§ **Instructions for the task**
Report each line of the material below that contains the word "white", matching uppercase and lowercase letters exactly.

§ **Task data**

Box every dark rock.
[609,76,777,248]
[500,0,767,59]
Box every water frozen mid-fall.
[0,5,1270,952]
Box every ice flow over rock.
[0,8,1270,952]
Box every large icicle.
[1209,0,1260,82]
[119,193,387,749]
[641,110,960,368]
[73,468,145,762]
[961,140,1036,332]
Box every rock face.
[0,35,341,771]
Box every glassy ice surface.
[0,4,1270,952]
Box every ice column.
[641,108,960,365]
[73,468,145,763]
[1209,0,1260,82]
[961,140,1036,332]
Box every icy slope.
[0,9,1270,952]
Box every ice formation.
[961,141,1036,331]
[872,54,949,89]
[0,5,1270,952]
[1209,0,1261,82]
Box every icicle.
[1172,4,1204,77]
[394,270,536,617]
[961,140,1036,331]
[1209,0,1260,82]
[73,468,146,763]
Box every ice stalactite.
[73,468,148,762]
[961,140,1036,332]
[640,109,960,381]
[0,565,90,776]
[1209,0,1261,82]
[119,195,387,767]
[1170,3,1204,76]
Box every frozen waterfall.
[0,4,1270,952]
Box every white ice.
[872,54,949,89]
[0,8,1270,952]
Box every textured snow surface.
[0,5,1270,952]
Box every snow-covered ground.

---

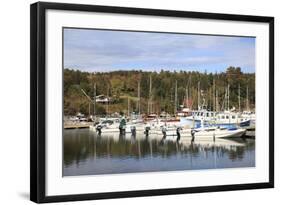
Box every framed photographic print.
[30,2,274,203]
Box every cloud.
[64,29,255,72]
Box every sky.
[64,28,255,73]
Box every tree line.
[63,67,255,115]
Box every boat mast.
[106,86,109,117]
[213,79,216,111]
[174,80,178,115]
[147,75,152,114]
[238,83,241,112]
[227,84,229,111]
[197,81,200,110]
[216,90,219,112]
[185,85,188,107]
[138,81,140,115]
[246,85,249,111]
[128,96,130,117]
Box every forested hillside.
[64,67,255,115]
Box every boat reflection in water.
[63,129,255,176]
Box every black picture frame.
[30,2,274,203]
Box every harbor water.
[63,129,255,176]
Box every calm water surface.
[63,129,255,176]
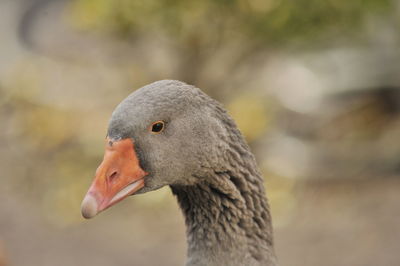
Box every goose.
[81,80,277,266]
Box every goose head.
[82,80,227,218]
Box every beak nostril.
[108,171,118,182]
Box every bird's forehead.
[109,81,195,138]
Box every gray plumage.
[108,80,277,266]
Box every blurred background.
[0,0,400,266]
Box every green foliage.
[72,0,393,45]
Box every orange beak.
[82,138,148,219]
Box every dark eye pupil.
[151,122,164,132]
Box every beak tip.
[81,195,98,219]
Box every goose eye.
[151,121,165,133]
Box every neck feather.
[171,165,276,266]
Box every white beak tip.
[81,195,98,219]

§ **The reply**
Box every white ice.
Box every white beak tip.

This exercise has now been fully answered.